* [Problem description]:
Transcribe every record below word for word.

[Point-per-instance localization data]
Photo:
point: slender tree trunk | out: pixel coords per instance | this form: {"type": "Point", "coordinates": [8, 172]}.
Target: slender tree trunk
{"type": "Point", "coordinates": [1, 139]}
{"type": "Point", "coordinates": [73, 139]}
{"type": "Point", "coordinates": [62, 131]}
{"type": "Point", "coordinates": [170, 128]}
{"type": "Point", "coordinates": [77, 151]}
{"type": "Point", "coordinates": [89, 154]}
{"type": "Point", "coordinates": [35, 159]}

* [Exercise response]:
Photo:
point: slender tree trunk | out: pixel coords per instance | this form: {"type": "Point", "coordinates": [8, 172]}.
Target: slender tree trunk
{"type": "Point", "coordinates": [1, 139]}
{"type": "Point", "coordinates": [73, 139]}
{"type": "Point", "coordinates": [62, 131]}
{"type": "Point", "coordinates": [170, 128]}
{"type": "Point", "coordinates": [77, 151]}
{"type": "Point", "coordinates": [89, 154]}
{"type": "Point", "coordinates": [35, 159]}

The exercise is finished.